[ENTRIES SHOWN — start]

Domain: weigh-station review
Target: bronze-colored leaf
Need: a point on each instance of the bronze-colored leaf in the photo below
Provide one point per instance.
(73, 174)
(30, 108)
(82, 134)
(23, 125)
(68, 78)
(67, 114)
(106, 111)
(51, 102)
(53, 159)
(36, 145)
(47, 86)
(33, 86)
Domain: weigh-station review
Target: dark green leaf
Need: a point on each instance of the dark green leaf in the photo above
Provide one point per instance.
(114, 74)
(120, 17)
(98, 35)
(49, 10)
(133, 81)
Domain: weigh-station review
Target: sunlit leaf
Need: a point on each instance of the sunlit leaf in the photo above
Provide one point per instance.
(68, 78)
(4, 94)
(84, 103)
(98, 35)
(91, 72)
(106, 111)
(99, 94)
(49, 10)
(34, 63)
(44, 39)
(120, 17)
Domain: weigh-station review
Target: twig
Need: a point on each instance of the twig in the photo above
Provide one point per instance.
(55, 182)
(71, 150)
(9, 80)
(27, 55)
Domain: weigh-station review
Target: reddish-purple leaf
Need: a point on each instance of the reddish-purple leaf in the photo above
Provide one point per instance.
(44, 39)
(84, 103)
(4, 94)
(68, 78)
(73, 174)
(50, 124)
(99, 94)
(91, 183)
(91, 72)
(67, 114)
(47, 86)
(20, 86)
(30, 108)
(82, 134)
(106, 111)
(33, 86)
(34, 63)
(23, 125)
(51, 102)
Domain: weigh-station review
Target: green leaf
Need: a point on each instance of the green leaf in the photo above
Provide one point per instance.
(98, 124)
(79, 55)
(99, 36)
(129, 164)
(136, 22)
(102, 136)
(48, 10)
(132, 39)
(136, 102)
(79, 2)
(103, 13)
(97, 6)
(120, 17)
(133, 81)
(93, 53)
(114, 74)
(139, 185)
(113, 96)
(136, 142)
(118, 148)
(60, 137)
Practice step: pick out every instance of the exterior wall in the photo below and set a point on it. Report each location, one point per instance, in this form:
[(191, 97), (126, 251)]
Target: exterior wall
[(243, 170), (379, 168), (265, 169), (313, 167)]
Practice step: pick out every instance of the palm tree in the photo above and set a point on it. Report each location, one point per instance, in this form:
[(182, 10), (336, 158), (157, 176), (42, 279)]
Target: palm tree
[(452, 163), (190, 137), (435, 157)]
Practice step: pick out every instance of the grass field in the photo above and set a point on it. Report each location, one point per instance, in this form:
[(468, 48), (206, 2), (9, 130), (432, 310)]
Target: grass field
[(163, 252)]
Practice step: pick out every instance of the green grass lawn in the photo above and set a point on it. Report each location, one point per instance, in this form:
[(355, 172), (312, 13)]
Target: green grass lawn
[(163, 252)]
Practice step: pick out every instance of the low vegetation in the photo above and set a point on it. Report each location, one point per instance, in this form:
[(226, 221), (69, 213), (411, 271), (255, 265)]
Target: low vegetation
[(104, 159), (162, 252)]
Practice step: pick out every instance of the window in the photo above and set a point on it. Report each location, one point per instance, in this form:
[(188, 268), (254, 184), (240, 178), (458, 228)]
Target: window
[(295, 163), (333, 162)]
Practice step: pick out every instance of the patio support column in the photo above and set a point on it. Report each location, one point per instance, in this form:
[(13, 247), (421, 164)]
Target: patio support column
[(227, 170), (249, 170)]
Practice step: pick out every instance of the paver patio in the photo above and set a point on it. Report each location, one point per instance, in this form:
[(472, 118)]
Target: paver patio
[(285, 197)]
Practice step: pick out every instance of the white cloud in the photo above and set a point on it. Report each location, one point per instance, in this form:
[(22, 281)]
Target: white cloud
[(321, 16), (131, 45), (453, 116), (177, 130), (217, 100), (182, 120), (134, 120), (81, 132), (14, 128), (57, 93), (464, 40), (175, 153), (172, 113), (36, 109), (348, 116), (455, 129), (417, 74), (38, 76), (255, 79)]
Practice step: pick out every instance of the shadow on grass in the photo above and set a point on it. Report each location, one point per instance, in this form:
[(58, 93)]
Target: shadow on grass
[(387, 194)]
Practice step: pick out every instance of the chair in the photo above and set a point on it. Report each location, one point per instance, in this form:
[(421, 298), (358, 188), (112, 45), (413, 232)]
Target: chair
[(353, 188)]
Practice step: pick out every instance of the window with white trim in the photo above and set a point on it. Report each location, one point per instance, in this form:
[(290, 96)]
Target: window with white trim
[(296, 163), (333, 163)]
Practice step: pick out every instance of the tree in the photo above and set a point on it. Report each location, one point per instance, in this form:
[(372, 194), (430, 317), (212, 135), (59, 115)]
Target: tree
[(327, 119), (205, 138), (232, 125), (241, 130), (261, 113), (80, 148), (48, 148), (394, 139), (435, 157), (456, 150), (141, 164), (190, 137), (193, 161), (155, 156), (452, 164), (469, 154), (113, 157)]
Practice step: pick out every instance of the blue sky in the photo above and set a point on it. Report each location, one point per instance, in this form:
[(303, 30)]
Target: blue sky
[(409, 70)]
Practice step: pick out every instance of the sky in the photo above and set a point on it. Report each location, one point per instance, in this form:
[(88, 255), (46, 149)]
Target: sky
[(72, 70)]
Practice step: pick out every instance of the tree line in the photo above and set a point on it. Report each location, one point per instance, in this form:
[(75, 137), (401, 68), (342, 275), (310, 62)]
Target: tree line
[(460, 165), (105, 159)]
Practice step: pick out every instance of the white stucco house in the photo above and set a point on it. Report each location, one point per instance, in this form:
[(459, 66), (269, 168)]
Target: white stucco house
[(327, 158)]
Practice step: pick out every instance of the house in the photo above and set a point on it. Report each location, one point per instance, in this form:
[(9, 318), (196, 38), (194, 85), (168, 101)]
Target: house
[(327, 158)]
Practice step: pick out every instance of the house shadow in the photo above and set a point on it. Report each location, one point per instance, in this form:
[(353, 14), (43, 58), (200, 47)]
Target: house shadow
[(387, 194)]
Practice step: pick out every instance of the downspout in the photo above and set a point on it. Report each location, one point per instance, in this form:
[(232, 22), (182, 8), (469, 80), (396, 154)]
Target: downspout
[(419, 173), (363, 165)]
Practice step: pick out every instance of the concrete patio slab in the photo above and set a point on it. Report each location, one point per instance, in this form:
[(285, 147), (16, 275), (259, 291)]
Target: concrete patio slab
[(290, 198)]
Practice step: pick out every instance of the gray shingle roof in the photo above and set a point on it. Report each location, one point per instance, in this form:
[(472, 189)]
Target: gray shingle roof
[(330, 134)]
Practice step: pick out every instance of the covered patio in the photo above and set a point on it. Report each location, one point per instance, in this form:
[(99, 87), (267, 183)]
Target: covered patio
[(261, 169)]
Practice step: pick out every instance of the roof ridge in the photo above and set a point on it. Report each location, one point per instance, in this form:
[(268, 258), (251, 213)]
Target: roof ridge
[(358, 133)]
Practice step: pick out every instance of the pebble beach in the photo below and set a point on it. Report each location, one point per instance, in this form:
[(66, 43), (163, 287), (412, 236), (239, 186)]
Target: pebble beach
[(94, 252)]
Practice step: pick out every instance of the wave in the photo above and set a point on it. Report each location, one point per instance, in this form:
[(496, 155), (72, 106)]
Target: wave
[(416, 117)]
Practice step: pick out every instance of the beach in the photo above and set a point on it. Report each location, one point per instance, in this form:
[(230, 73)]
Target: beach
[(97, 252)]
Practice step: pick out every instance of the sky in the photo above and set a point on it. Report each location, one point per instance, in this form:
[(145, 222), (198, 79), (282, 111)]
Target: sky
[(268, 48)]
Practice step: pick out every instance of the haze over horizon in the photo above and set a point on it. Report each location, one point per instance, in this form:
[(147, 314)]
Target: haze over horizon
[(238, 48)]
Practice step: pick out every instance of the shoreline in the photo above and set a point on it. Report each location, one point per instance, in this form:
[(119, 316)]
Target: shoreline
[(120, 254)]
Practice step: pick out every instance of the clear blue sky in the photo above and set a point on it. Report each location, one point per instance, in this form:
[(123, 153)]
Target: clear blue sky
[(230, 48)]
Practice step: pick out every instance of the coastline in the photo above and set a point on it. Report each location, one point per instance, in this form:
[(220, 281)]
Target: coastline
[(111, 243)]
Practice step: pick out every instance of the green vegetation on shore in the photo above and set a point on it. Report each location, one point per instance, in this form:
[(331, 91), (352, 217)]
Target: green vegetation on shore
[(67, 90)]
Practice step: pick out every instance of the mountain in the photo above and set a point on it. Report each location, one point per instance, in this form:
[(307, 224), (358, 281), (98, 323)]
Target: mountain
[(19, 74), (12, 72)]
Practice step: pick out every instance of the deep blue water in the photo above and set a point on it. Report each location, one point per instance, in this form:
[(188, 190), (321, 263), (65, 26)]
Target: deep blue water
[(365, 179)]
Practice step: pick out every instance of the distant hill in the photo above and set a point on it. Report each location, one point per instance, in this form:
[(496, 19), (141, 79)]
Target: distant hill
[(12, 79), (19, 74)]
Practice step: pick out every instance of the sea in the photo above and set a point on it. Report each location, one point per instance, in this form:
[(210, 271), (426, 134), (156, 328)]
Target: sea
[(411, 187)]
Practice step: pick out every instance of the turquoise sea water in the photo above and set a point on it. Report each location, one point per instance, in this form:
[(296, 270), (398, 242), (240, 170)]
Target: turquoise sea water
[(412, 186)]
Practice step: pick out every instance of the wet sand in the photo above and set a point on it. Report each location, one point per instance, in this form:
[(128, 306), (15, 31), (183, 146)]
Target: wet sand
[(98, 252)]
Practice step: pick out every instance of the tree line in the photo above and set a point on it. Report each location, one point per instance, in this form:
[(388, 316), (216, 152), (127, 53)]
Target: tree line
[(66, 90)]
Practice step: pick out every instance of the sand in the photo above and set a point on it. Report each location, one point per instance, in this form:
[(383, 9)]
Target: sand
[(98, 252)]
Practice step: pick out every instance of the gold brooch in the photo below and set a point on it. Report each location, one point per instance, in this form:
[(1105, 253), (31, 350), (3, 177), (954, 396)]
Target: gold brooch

[ENTRIES SHOWN — finish]

INSTRUCTIONS TO FOLLOW -> Look above for the line with "Target: gray shingle roof" and the line with "[(119, 316)]"; transcribe both and all lines in between, exactly, and nothing else.

SOLUTION TO THIS PROBLEM ->
Target: gray shingle roof
[(330, 134)]
Practice step: pick out every instance of the covered patio in the photo above and set a point on it. Report each location, one point per instance, in this form:
[(99, 87), (267, 183)]
Target: covered patio
[(261, 169)]
Practice step: pick out every instance of the roof ridge in the photo above and set a point on it. Report each location, one point per instance, in this form:
[(268, 258), (251, 213)]
Target: roof ridge
[(358, 133)]
Practice step: pick out every instance of the pebble beach in the photo below and set a point on it. Report each location, one point per instance, in this form:
[(66, 43), (163, 287), (412, 236), (239, 186)]
Target: pebble beach
[(94, 252)]
Practice step: pick out every instance of the wave in the photo above and set a point on it. Report each location, one point per instance, in this form:
[(496, 155), (72, 106)]
Target: wave
[(416, 117)]
Practice step: pick out every instance of the beach in the photo above and set a point on it. Report each location, one point per instance, in this form:
[(230, 73)]
Target: beach
[(97, 252)]
Practice step: pick out every instance of the sky in the photo above and set a point on it. Report each location, one point per instance, in this form:
[(145, 222), (198, 79), (282, 111)]
Target: sky
[(268, 48)]
Practice step: pick out every instance of the haze over horizon in the photo above and set a point on it. Report each location, one point per instance, in this form:
[(147, 314)]
Target: haze over horizon
[(238, 48)]
Practice step: pick out every instance of the shoreline in the photo above and set a point on it. Report each location, one point per instance, in this form:
[(119, 316)]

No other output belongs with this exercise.